— start —

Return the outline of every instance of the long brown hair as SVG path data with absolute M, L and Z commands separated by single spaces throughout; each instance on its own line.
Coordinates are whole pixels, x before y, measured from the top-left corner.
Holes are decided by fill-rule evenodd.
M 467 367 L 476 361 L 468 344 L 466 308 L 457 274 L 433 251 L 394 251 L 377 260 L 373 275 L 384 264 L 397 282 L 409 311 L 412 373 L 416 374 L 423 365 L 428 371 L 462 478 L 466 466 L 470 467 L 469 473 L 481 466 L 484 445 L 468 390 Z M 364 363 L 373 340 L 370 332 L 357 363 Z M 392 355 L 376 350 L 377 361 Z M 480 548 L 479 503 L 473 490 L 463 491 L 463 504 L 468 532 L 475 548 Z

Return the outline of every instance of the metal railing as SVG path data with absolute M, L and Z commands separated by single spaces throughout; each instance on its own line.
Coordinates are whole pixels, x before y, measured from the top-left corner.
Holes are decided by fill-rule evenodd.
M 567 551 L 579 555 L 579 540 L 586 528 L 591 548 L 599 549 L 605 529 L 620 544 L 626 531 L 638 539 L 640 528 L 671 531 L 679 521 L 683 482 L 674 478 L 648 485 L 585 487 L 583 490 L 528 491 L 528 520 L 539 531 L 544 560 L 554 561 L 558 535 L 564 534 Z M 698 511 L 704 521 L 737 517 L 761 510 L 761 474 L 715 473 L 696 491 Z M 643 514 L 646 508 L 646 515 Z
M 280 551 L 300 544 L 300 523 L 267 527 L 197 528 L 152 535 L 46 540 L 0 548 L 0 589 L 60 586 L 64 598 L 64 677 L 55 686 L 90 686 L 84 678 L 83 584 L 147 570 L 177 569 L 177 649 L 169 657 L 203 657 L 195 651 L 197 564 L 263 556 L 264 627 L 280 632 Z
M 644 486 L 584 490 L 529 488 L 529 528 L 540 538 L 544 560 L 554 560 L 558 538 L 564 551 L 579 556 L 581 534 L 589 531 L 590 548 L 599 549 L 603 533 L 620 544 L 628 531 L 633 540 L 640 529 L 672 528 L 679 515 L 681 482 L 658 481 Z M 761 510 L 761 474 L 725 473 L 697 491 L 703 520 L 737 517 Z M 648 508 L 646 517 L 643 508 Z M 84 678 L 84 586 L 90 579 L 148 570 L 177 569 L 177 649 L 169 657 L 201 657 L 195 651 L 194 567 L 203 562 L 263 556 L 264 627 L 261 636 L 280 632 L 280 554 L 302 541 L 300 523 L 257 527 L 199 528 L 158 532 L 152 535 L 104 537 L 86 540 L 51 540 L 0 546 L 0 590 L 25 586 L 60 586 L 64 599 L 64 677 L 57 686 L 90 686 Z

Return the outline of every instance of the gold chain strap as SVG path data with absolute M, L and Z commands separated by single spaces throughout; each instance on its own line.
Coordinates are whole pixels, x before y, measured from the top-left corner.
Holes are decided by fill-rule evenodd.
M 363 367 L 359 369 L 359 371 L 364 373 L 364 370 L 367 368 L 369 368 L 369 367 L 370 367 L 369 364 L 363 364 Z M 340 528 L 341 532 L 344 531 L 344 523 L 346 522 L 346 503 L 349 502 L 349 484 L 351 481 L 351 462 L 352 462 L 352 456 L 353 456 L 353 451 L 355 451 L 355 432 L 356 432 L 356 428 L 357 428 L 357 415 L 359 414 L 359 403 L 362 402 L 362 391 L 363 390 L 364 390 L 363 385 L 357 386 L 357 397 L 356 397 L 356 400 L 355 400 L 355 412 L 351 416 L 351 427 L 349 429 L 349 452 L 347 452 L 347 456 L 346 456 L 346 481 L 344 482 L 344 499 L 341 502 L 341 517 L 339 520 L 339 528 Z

— end —

= Brief =
Transcribe every line of the data above verbatim, keeping each character, space, and line break unchanged.

= Response to the task =
Return the outline of every instance of the long brown hair as SVG path data with absolute M, L and Z commands separated by single spaces throughout; each instance on its own line.
Coordinates are whole pixels, x before y, measured from the top-left corner.
Holes are decided by fill-rule evenodd.
M 467 367 L 476 361 L 468 344 L 466 308 L 457 274 L 433 251 L 394 251 L 377 260 L 373 275 L 384 264 L 397 282 L 409 311 L 412 373 L 416 374 L 423 365 L 428 371 L 462 478 L 466 466 L 470 467 L 469 473 L 481 466 L 484 445 L 468 390 Z M 364 363 L 373 340 L 370 332 L 357 363 Z M 392 355 L 376 350 L 377 361 Z M 480 548 L 479 503 L 473 490 L 463 491 L 463 504 L 468 532 L 475 548 Z

Return the outline of every instance of the metal railing as SVG path data with absolute M, L and Z commands separated by single spaces throughout; each instance on its own line.
Coordinates are whole pixels, x before y, measured from the top-left corner.
Holes are decided by fill-rule evenodd.
M 567 551 L 579 555 L 579 540 L 586 528 L 591 548 L 599 549 L 605 529 L 620 544 L 626 531 L 638 539 L 640 528 L 671 531 L 679 521 L 683 482 L 674 478 L 648 485 L 585 487 L 583 490 L 528 491 L 528 520 L 539 531 L 544 560 L 554 561 L 558 535 L 564 534 Z M 698 511 L 704 521 L 737 517 L 761 510 L 761 474 L 715 473 L 696 491 Z M 643 514 L 646 508 L 646 515 Z
M 280 551 L 300 544 L 300 523 L 267 527 L 197 528 L 152 535 L 46 540 L 0 548 L 0 589 L 60 586 L 64 598 L 64 677 L 55 686 L 90 686 L 84 678 L 83 584 L 147 570 L 177 569 L 177 649 L 169 657 L 203 657 L 195 651 L 197 564 L 263 556 L 264 627 L 280 632 Z
M 644 486 L 584 490 L 529 488 L 529 528 L 540 538 L 544 560 L 554 560 L 558 538 L 564 551 L 579 556 L 581 534 L 589 531 L 590 548 L 599 549 L 603 533 L 620 544 L 628 531 L 633 540 L 640 529 L 672 528 L 679 515 L 681 482 L 658 481 Z M 761 510 L 761 474 L 725 473 L 697 491 L 703 520 L 737 517 Z M 648 508 L 646 517 L 643 508 Z M 84 678 L 84 586 L 90 579 L 148 570 L 177 569 L 177 649 L 169 657 L 201 657 L 195 651 L 194 567 L 203 562 L 263 556 L 264 627 L 261 636 L 280 632 L 280 554 L 302 541 L 300 523 L 257 527 L 199 528 L 158 532 L 152 535 L 104 537 L 86 540 L 51 540 L 0 546 L 0 590 L 25 586 L 60 586 L 64 599 L 64 677 L 57 686 L 90 686 Z

Return the outline of every instance of the gold chain strap as SVG path data with absolute M, L and Z commands separated by single spaces throughout; each instance on its own line.
Coordinates are whole pixels, x before y, measured from the top-left corner.
Holes are decided by fill-rule evenodd.
M 363 367 L 359 369 L 359 371 L 364 373 L 364 370 L 367 368 L 369 368 L 369 367 L 370 367 L 369 364 L 363 364 Z M 340 528 L 341 532 L 344 531 L 344 523 L 346 522 L 346 503 L 349 502 L 349 484 L 351 481 L 351 462 L 352 462 L 352 456 L 353 456 L 353 451 L 355 451 L 355 432 L 356 432 L 356 428 L 357 428 L 357 415 L 359 414 L 359 403 L 362 402 L 362 391 L 363 390 L 364 390 L 363 385 L 357 386 L 357 397 L 356 397 L 356 400 L 355 400 L 355 412 L 351 416 L 351 427 L 349 429 L 349 452 L 347 452 L 347 456 L 346 456 L 346 481 L 344 482 L 344 499 L 341 502 L 341 517 L 339 520 L 339 528 Z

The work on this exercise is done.